▶ **Supplied passage**:
◇ ◇ ◇

If bonding spaces are not enough, what is going to connect us? Bridging spaces.
These are spaces intentionally designed to bring people together across difference, sector, perspectives, and lived experience. With the mission not to erase disagreement, but to create the conditions to work through it.
Martín Carcasson, a CSU professor and a partner in CiviCO’s work, has been clear about the idea that communities need more bridging institutions. Without them, we lose trust, we lose collaboration, and we lose our ability to make progress on the issues that matter most. I strongly recommend you read his blog here.
OK, D.J. the bridge needs to be built…so what? Because, we all know, bridging does not just happen. It requires design, facilitation, shared expectations, and a willingness to choose curiosity over certainty.
Right now, that kind of infrastructure is missing from the landscape.
We have networking events. We can go to conferences. We have spaces to exchange ideas. But, we have very few spaces designed to do something harder: Build trust across difference while working on real challenges, together.
This gap is not theoretical. It shows up in real people, making real decisions about their lives and their communities.
I’ll give you an example of this gap showing up in someone I’ve met in my work at CiviCO, and who continues to ask big questions.
Jack is 28. He has a great job and getting raises and promotions as planned. From the outside, everything is on track. He and his wife always assumed they would move back home to Cincinnati when they had kids. Colorado has been an amazing place for adventure, but is it where you build a life? Is it where you raise a family?

◇ ◇ ◇

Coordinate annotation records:
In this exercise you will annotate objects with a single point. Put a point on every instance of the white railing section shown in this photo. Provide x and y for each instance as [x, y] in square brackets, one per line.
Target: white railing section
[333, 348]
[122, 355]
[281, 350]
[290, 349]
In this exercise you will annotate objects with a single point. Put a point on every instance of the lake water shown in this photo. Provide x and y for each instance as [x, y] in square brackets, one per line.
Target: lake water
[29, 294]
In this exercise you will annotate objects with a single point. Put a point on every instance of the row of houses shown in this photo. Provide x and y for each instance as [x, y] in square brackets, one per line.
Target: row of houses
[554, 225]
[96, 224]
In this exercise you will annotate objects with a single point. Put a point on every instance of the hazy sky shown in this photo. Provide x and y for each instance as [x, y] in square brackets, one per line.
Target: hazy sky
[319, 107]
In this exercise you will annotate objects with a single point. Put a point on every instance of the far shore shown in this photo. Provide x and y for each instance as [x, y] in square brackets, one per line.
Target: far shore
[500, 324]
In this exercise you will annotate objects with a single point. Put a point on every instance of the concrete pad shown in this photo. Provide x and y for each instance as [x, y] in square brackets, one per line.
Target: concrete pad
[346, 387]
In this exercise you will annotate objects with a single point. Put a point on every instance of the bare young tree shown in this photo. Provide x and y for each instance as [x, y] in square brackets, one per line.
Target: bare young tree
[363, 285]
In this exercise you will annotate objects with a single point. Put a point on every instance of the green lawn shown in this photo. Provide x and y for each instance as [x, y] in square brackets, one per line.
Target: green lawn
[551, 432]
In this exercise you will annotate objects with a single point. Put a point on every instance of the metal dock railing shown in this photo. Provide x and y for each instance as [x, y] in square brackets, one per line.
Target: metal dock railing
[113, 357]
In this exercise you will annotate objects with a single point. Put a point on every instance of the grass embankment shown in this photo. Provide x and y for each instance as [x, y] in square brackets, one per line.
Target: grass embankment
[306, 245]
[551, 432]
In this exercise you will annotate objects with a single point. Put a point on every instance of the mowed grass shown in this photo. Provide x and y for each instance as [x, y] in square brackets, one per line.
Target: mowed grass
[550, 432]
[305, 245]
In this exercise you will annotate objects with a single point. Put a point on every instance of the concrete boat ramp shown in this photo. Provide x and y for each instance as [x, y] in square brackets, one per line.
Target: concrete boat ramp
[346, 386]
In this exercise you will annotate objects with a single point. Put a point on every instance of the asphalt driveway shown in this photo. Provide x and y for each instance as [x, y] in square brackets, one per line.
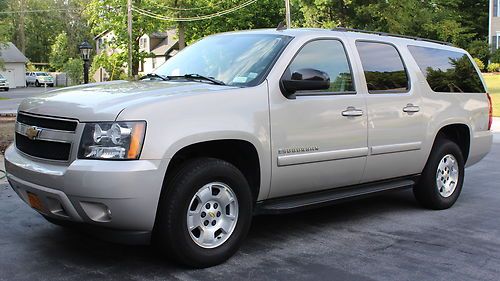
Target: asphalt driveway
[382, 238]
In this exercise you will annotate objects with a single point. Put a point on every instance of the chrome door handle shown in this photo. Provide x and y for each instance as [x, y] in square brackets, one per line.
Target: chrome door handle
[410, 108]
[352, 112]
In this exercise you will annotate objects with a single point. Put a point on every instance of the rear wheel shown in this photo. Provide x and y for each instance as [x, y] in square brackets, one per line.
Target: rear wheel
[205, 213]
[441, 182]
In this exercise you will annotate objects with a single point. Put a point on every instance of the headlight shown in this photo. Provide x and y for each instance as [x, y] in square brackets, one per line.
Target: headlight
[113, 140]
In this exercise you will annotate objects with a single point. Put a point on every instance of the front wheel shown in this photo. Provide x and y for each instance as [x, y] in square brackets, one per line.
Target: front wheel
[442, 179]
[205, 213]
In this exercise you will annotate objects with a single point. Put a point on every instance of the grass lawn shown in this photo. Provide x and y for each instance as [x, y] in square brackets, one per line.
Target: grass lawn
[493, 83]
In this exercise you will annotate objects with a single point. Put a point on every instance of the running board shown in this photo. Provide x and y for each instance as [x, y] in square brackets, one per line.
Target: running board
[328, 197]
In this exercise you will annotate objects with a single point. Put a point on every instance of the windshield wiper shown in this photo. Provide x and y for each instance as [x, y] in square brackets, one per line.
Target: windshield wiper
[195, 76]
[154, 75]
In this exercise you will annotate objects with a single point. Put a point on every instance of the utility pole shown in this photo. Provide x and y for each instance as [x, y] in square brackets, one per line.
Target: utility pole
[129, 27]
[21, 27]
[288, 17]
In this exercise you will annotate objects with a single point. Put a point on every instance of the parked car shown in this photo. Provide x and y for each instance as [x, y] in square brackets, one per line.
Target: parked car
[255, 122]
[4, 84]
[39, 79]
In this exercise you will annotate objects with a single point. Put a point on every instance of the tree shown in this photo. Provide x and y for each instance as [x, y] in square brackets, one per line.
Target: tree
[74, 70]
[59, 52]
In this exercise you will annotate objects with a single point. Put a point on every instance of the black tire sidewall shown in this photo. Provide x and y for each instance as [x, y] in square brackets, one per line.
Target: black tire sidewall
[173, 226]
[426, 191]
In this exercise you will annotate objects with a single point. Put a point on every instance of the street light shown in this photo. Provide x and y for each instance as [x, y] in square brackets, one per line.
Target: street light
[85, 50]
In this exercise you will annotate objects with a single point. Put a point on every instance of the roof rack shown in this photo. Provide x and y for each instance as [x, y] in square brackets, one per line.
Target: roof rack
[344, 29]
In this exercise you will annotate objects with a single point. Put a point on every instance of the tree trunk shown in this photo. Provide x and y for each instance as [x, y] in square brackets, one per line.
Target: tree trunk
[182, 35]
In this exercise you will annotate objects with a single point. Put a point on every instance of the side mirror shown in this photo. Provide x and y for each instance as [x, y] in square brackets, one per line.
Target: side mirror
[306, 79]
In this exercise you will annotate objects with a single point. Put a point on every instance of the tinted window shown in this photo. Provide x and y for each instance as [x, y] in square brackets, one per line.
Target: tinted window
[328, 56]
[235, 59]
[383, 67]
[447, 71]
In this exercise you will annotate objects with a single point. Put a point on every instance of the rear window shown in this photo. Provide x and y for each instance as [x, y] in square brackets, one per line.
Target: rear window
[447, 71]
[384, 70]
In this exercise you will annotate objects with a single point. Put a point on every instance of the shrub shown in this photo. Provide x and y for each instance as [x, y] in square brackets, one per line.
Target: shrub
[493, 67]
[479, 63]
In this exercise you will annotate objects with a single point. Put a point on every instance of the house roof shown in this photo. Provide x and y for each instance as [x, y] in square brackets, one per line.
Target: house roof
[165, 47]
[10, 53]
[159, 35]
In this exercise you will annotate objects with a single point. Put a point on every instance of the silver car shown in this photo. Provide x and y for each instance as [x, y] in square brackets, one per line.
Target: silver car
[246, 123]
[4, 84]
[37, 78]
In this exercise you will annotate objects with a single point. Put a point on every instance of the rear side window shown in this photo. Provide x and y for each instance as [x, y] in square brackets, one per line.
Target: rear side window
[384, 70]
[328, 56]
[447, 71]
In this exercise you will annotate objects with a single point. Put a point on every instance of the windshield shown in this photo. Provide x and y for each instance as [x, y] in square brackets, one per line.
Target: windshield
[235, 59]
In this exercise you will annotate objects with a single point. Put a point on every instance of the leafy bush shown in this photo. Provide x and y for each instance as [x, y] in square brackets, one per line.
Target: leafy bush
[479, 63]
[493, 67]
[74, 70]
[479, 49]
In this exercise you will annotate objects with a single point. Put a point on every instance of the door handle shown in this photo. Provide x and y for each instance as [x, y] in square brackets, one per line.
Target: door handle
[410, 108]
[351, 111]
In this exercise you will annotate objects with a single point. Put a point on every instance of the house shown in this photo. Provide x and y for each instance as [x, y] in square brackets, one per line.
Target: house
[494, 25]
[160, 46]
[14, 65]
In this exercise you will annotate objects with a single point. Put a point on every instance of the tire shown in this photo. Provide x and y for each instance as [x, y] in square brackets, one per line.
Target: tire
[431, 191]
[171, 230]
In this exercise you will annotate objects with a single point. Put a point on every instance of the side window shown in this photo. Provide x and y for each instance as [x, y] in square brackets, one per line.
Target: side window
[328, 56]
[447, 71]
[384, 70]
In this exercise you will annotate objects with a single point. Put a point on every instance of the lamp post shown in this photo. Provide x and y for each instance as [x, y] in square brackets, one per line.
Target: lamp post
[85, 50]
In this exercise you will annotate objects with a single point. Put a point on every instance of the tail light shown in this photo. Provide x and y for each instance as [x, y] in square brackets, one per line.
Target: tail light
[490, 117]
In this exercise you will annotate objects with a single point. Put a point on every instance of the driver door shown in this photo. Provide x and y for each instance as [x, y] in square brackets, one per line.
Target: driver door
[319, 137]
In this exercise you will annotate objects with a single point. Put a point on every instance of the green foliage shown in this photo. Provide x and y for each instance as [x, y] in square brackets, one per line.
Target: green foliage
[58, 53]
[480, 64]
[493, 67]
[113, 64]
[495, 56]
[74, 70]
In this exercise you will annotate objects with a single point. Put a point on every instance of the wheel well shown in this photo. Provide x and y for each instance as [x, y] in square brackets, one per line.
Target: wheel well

◇ ◇ ◇

▶ **Written task**: Output the passage on bridging spaces word for word, starting with "If bonding spaces" and going on through "his blog here.".

▶ **Written solution**:
If bonding spaces are not enough, what is going to connect us? Bridging spaces.
These are spaces intentionally designed to bring people together across difference, sector, perspectives, and lived experience. With the mission not to erase disagreement, but to create the conditions to work through it.
Martín Carcasson, a CSU professor and a partner in CiviCO’s work, has been clear about the idea that communities need more bridging institutions. Without them, we lose trust, we lose collaboration, and we lose our ability to make progress on the issues that matter most. I strongly recommend you read his blog here.